Written exercise 1:
Decide whether each statement below agrees with the income inequality passage, answering yes or no and quoting the words of the passage that settle it. (a) Mullainathan argues that the government should not tax the top 1 percent more. (b) The Crime Lab cited in the passage is at the University of Chicago. (c) The article quoted was published in the New York Times in 2014.
Written exercise 2:
Duplicate part of the income inequality passage word for word, starting with "I worry about" and going on through "March 8, 2014.".

Quoted text:
----
I worry about growing income inequality. But I worry even more that the discussion is too narrowly focused. I worry that our outrage at the top 1 percent is distracting us from the problem that we should really care about: how to create opportunities and ensure a reasonable standard of living for the bottom 20 percent.
This is the opening paragraph of Sendhil Mullainathan, “A Top-Heavy Focus on Income Inequality,” New York Times, March 8, 2014.
Mullainathan makes a careful argument, not that the government shouldn’t tax the top 1% more, but that it shouldn’t try to tear down the top 1% for the sake of tearing them down. He also points out that tearing them down in itself does no good for people at the bottom.
Mullainathan also gives some sobering data on people at the bottom and their odds of going to prison:
In focusing on the 1 percent, we aren’t talking about our failure to create equal, or even reasonable, opportunities for all. The Crime Lab at the University of Chicago says, “A back-of-the-envelope calculation suggests that there are 15 ZIP codes where if you are born into one of them you have at least a one-in-two chance of ending up behind bars at some point; and 775 ZIP codes where birth ensures at least a one-in-three chance of incarceration.”
----
Data provided:
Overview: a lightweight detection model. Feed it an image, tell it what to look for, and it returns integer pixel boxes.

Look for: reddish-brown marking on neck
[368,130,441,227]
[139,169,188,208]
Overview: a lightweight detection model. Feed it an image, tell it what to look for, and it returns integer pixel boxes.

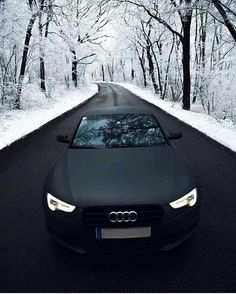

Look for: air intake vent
[83,205,163,227]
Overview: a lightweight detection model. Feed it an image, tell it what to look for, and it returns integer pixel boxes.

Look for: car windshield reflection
[71,113,167,149]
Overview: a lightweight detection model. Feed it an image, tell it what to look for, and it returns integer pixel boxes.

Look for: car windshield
[71,113,167,148]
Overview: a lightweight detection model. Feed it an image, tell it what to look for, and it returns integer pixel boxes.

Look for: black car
[43,107,199,253]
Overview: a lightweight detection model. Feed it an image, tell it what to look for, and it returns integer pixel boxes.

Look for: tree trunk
[147,45,159,94]
[139,56,147,87]
[182,13,192,110]
[14,14,37,109]
[101,64,105,82]
[39,0,46,94]
[71,50,78,87]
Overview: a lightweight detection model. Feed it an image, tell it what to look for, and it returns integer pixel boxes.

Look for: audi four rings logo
[108,210,138,223]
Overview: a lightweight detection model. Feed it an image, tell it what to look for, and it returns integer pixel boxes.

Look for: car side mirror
[168,132,183,140]
[57,135,70,143]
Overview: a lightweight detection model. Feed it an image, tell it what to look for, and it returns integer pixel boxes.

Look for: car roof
[83,106,152,116]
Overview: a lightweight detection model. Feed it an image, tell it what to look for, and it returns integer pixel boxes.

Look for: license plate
[96,227,151,239]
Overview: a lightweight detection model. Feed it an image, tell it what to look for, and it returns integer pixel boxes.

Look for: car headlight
[170,188,197,208]
[47,193,75,212]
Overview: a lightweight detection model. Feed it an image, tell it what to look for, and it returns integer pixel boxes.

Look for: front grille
[82,205,163,227]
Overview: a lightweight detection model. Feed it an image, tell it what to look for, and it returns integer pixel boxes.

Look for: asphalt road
[0,84,236,292]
----
Worked answer 1:
(a) No: "not that the government shouldn’t tax the top 1% more"
(b) Yes: "The Crime Lab at the University of Chicago"
(c) Yes: "New York Times, March 8, 2014"

Worked answer 2:
I worry about growing income inequality. But I worry even more that the discussion is too narrowly focused. I worry that our outrage at the top 1 percent is distracting us from the problem that we should really care about: how to create opportunities and ensure a reasonable standard of living for the bottom 20 percent.
This is the opening paragraph of Sendhil Mullainathan, “A Top-Heavy Focus on Income Inequality,” New York Times, March 8, 2014.